- [SHORT TASK A] Lay out the records from the line containing "where the crowd" up to and including the line containing "[224,74,332,89]" as a two-column CSV with columns named request and boxes. Give one row per request, with its text and its answer each in a single quoted field and line breaks replaced by spaces.
# start of TEXT SEGMENT
Using Comonad Fix Combinators

Question

So I've been experimenting with fixed points lately and have finally struggled through regular fixed points enough to discover some uses; now I'm moving onto comonadic fixed points and I'm afraid I've gotten stuck;

Here's a few examples of what I've tried and what has/hasn't worked:

{-# language DeriveFunctor #-}
{-# language FlexibleInstances #-}
module WFix where

import Control.Comonad
import Control.Comonad.Cofree
import Control.Monad.Fix

So I started with loeb's theorem as a list; each element of the list is a function which takes the end result to compute its answer; this lets me do 'spreadsheet' calculations where values can depend on other values.

spreadSheetFix :: [Int]
spreadSheetFix = fix $ \result -> [length result, (result !! 0) * 10, (result !! 1) + 1, sum (take 3 result)]

Okay, so I have basic fix working, time to move on to the comonad types! Here's a few simple comonads to use for examples:

  data Stream a = S a (Stream a)
    deriving (Eq, Show, Functor)
# end of TEXT SEGMENT
# start of ROWS
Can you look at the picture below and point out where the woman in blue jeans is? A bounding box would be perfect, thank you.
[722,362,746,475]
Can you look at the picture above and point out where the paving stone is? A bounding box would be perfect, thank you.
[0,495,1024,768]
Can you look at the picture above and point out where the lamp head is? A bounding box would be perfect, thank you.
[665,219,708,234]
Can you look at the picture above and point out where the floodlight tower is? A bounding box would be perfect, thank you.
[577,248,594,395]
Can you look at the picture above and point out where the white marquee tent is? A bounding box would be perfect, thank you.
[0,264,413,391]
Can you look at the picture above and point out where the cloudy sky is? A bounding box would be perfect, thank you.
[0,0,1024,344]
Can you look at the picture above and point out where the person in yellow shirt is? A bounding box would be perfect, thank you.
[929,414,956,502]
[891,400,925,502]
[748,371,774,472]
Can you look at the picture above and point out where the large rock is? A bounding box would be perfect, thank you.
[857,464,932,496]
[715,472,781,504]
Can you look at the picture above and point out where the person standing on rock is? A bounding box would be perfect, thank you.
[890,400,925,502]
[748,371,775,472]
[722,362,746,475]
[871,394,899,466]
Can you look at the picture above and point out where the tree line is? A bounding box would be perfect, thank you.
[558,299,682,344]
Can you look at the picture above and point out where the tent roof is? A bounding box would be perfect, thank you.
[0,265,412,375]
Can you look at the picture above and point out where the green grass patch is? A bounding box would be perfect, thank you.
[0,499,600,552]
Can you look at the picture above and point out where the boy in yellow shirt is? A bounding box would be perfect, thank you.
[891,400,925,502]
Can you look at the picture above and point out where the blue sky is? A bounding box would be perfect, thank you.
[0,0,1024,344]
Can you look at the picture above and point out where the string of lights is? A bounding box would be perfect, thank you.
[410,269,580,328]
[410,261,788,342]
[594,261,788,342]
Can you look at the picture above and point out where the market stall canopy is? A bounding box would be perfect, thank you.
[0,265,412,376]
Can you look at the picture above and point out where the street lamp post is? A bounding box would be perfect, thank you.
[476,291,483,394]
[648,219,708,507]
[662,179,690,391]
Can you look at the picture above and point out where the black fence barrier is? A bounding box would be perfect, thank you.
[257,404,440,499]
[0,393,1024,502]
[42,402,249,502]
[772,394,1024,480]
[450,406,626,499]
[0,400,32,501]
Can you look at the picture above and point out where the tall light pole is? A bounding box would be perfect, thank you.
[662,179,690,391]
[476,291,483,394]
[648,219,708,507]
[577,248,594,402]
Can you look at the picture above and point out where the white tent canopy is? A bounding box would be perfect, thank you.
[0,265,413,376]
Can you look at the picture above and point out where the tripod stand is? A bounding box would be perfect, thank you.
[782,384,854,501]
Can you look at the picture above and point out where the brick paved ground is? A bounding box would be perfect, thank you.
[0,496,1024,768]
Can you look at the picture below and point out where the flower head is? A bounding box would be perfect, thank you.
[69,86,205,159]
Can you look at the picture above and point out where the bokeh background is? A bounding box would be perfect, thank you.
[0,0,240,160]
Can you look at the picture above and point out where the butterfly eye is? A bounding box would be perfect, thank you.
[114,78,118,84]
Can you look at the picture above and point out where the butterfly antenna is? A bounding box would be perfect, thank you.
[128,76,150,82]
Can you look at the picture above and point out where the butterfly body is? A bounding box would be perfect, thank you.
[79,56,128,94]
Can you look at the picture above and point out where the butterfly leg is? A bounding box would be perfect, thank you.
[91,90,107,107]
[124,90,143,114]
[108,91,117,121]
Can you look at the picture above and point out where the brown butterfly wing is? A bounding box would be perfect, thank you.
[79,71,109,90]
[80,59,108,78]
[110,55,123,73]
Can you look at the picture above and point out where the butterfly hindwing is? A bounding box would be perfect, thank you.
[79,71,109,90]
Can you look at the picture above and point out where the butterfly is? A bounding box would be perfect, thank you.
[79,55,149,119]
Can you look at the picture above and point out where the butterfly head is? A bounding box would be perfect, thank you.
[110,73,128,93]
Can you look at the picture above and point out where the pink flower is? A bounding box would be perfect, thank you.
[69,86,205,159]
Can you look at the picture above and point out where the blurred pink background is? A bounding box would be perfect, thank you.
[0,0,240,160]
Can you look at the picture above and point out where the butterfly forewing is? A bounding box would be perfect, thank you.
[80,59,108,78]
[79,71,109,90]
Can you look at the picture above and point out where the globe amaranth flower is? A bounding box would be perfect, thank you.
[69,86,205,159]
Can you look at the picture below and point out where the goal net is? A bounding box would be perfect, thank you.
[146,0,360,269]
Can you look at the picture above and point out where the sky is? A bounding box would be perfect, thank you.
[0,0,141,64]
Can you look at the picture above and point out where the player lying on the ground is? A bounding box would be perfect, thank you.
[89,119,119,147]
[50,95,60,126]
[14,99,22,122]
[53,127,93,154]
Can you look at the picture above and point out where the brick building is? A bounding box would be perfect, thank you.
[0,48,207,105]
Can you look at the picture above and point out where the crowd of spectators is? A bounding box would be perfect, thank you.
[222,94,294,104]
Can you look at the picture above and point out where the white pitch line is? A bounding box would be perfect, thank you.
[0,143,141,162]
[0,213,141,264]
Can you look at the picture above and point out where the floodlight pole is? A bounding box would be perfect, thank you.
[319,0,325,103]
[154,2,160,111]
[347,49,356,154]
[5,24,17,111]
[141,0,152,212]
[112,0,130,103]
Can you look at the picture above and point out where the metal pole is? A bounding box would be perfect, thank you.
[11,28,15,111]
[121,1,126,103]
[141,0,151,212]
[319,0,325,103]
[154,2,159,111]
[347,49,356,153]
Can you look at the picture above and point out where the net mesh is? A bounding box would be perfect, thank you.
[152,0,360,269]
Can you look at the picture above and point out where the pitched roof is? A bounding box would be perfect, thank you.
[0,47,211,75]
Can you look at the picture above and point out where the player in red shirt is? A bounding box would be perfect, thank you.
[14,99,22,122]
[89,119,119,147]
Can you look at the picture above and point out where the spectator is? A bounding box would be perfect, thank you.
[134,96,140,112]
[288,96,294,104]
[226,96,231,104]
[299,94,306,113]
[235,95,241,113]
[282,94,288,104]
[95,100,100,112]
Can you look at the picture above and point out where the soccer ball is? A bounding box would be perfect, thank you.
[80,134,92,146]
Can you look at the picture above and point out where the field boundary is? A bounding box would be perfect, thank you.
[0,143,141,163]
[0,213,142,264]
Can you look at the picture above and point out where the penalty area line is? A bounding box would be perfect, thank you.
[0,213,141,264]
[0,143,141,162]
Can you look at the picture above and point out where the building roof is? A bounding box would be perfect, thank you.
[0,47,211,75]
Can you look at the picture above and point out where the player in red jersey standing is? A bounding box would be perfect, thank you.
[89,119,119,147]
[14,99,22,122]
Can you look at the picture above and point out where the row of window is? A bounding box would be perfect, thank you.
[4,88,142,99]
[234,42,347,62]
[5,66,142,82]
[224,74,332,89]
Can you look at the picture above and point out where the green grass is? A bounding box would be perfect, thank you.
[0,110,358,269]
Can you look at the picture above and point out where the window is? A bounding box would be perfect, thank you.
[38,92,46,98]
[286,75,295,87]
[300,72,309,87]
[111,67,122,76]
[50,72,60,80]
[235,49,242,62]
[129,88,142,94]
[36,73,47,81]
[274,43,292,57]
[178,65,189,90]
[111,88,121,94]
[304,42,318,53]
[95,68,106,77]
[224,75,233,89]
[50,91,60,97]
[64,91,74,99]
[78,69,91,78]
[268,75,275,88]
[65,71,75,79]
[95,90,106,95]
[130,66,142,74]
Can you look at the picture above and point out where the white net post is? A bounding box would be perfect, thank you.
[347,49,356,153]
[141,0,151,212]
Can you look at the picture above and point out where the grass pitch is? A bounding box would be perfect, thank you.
# end of ROWS
- [SHORT TASK B] Proceed with the forum question on comonadic fixed points in Haskell, starting after its last line.

- [WRITTEN ANSWER A]
request,boxes
"Can you look at the picture above and point out where the crowd of spectators is? A bounding box would be perfect, thank you.","[222,94,294,104]"
"Can you look at the picture above and point out where the white pitch line is? A bounding box would be perfect, thank you.","[0,143,141,162] [0,213,141,264]"
"Can you look at the picture above and point out where the floodlight pole is? A bounding box would be perfect, thank you.","[319,0,325,103] [154,2,160,111] [347,49,356,154] [5,24,17,111] [141,0,152,212] [112,0,130,103]"
"Can you look at the picture above and point out where the metal pole is? A bounding box would be perfect, thank you.","[11,28,15,111] [121,1,126,103] [141,0,151,212] [319,0,325,103] [154,2,159,111] [347,49,356,153]"
"Can you look at the picture above and point out where the net mesh is? A bounding box would be perfect, thank you.","[152,0,360,269]"
"Can you look at the picture above and point out where the pitched roof is? A bounding box would be perfect, thank you.","[0,47,211,75]"
"Can you look at the picture above and point out where the player in red shirt is? A bounding box would be perfect, thank you.","[14,99,22,122] [89,119,119,147]"
"Can you look at the picture above and point out where the spectator is? A bounding box would be perfect, thank you.","[134,96,140,112] [288,96,294,104] [226,96,231,104] [299,94,306,113] [235,95,241,113] [282,94,288,104] [95,100,100,112]"
"Can you look at the picture above and point out where the soccer ball is? A bounding box would be perfect, thank you.","[80,134,92,146]"
"Can you look at the picture above and point out where the field boundary is? A bounding box would be perfect, thank you.","[0,143,141,163] [0,213,142,264]"
"Can you look at the picture above and point out where the penalty area line is? A bounding box would be perfect, thank you.","[0,213,141,264] [0,143,141,162]"
"Can you look at the picture above and point out where the building roof is? A bounding box would be perfect, thank you.","[0,47,211,75]"
"Can you look at the picture above and point out where the player in red jersey standing is? A bounding box would be perfect, thank you.","[89,119,119,147] [14,99,22,122]"
"Can you look at the picture above and point out where the row of window is? A bounding box would be perfect, thank you.","[4,88,142,99] [234,42,347,62] [5,66,142,82] [224,74,332,89]"

- [WRITTEN ANSWER B]
  next :: Stream a -> Stream a
  next (S _ s) = s

  instance Comonad Stream where
    extract (S a _) = a
    duplicate s@(S _ r) = S s (duplicate r)

  instance ComonadApply Stream where
    (S f fs) <@> (S a as) = S (f a) (fs <@> as)

  data Tape a = Tape [a] a [a]
    deriving (Show, Eq, Functor)

  moveLeft, moveRight :: Tape a -> Tape a
  moveLeft w@(Tape [] _ _) = w
  moveLeft (Tape (l:ls) a rs) = Tape ls l (a:rs)

  moveRight w@(Tape _ _ []) = w
  moveRight (Tape ls a (r:rs)) = Tape (a:ls) r rs

  instance Comonad Tape where
    extract (Tape _ a _) = a
    duplicate w@(Tape l _ r) = Tape lefts w rights
      where
        lefts = zipWith const (tail $ iterate moveLeft w) l
        rights = zipWith const (tail $ iterate moveRight w) r

  instance ComonadApply Tape where
    Tape l f r <@> Tape l' a r' = Tape (zipWith ($) l l') (f a) (zipWith ($) r r')

Okay so the following combinators come from Control.Comonad;

wfix :: Comonad w => w (w a -> a) -> a
wfix w = extract w (extend wfix w)

cfix :: Comonad w => (w a -> a) -> w a
cfix f = fix (extend f)

kfix :: ComonadApply w => w (w a -> a) -> w a
kfix w = fix $ \u -> w <@> duplicate u

I started with trying out wfix:

streamWFix :: Int
streamWFix = wfix st
  where
    incNext = succ . extract . next
    st = (S incNext (S incNext (S (const 0) st)))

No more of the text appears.